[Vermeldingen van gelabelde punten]
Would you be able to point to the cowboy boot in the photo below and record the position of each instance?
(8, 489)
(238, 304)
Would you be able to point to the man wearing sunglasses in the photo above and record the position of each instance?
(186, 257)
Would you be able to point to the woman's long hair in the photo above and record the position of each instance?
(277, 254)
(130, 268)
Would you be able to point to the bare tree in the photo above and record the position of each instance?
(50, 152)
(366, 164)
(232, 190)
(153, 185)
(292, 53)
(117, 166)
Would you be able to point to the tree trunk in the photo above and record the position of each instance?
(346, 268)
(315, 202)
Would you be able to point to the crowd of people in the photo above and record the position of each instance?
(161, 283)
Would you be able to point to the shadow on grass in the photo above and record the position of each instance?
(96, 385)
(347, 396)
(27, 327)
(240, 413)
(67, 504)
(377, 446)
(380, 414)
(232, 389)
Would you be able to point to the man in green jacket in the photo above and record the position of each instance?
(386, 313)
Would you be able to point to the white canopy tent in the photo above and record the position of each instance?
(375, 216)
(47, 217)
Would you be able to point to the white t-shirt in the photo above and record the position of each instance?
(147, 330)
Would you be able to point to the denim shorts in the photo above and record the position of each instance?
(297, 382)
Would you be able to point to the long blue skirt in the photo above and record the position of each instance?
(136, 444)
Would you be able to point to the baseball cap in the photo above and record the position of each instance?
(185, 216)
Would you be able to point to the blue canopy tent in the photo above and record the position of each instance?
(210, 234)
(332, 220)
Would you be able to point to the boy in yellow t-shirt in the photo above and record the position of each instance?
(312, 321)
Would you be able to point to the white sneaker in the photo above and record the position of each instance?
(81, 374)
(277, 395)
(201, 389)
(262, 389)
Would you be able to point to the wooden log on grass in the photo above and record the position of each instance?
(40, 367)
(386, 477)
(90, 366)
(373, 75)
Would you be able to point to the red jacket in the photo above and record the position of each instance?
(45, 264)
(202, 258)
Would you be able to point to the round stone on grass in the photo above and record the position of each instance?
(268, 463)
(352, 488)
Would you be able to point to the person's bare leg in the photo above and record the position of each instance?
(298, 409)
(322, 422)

→ **Wat wordt gevraagd**: Schrijf alle vermeldingen hierboven volledig en letterlijk over.

→ **Uitwerking**:
Would you be able to point to the cowboy boot in the photo below and record the position of each instance?
(8, 489)
(238, 304)
Would you be able to point to the man wearing sunglasses in the photo above and record the position of each instance?
(186, 257)
Would you be able to point to the woman's long hair in the photo above and record the position of each instance?
(277, 254)
(130, 268)
Would you be able to point to the bare tree in the photo above and record the position of each instance?
(50, 152)
(366, 164)
(232, 190)
(153, 185)
(292, 53)
(117, 166)
Would you be able to point to the tree trunk in the photo above and record the position of each instance?
(346, 268)
(315, 202)
Would you be able to point to the crowd of people in the photo above and record the position of each instance?
(161, 283)
Would you be able to point to the shadow on grass in the photo above and record the position of each instance?
(96, 385)
(347, 396)
(27, 327)
(240, 413)
(67, 504)
(377, 446)
(380, 414)
(232, 389)
Would you be able to point to the man in green jacket in the photo above and record the position of each instance?
(386, 313)
Would you be able to point to the white canopy tent in the photo above and record the position of each instance?
(375, 216)
(47, 217)
Would you be able to point to the white t-shirt in the photo above and record the position of each instance?
(147, 330)
Would you be able to point to the denim shorts in the photo above and record the position of each instance?
(297, 382)
Would you be able to point to the long blue skirt in the photo above and record the position of each instance?
(136, 444)
Would you be able to point to the baseball cap in the photo above and record the position of each instance?
(185, 216)
Would you be able to point to the blue canopy tent in the photo above and record the position of each instance?
(210, 234)
(332, 220)
Would you be able to point to the boy in yellow t-shirt in the photo above and record the position of each instance?
(312, 321)
Would you be able to point to the white sneaker in the photo above and record the position of each instance?
(81, 374)
(277, 395)
(201, 389)
(262, 389)
Would you be able to point to the wooden log on grass in the photo above and record the position of each instance?
(40, 367)
(386, 477)
(90, 366)
(373, 75)
Would you be able to point to the red jacket in the photo above and record the position of each instance?
(45, 264)
(202, 258)
Would you be able to point to the round stone on grass in the photo above and record the position of each instance?
(268, 463)
(352, 488)
Would you be able to point to the person's bare leg in the photo above and record the position of each instance?
(298, 409)
(322, 422)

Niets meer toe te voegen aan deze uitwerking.